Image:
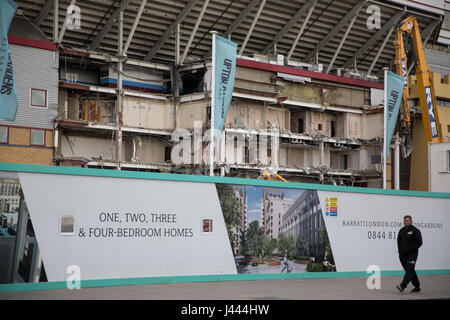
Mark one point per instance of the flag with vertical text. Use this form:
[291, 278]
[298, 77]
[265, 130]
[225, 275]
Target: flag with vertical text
[8, 91]
[225, 67]
[394, 88]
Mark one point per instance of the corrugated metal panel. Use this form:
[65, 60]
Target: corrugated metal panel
[38, 69]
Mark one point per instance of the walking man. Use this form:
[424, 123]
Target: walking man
[409, 241]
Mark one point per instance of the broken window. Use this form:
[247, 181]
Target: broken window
[333, 128]
[37, 137]
[344, 161]
[376, 158]
[167, 154]
[192, 81]
[300, 126]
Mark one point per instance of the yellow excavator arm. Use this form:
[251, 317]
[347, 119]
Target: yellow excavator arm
[267, 176]
[425, 87]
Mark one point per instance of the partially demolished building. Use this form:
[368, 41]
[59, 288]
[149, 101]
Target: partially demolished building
[317, 105]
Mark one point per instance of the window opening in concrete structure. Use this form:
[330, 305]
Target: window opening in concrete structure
[344, 159]
[333, 128]
[300, 126]
[376, 158]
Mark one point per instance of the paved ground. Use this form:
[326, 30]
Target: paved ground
[293, 267]
[434, 287]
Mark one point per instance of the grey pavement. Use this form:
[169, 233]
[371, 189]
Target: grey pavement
[434, 287]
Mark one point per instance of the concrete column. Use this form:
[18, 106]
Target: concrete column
[21, 238]
[119, 106]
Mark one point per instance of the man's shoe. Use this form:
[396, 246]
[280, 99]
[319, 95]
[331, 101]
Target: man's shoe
[400, 288]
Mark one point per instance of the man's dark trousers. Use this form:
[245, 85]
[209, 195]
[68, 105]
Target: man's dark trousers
[409, 265]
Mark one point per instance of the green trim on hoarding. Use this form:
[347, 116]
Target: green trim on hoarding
[61, 285]
[32, 168]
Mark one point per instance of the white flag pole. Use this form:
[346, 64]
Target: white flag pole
[213, 96]
[384, 129]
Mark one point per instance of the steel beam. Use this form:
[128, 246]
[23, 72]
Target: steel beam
[244, 13]
[170, 30]
[426, 34]
[107, 27]
[386, 39]
[354, 11]
[392, 22]
[194, 31]
[289, 25]
[241, 17]
[135, 23]
[43, 13]
[255, 19]
[302, 29]
[350, 25]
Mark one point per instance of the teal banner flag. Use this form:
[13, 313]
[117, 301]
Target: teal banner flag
[225, 68]
[8, 91]
[394, 91]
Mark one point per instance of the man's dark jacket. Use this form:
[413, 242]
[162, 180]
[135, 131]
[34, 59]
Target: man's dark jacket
[409, 241]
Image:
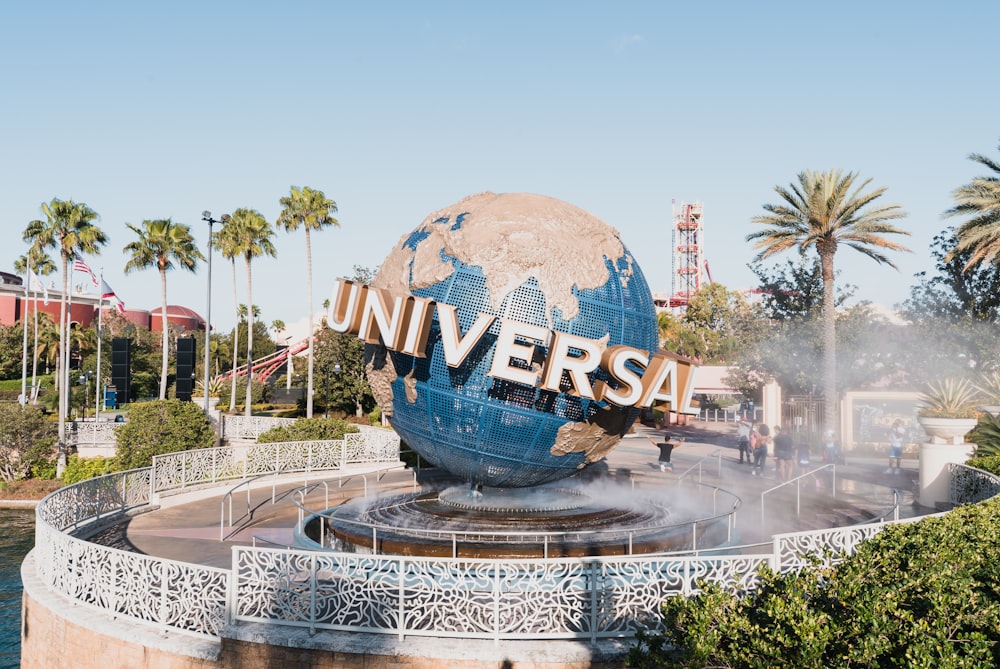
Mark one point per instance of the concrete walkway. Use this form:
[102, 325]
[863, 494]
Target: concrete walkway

------------

DESCRIPTION OF THE TASK
Please state how many lines of the listing contain the string "walkway". Give only that number.

SOLUTION TO THE EXERCISE
2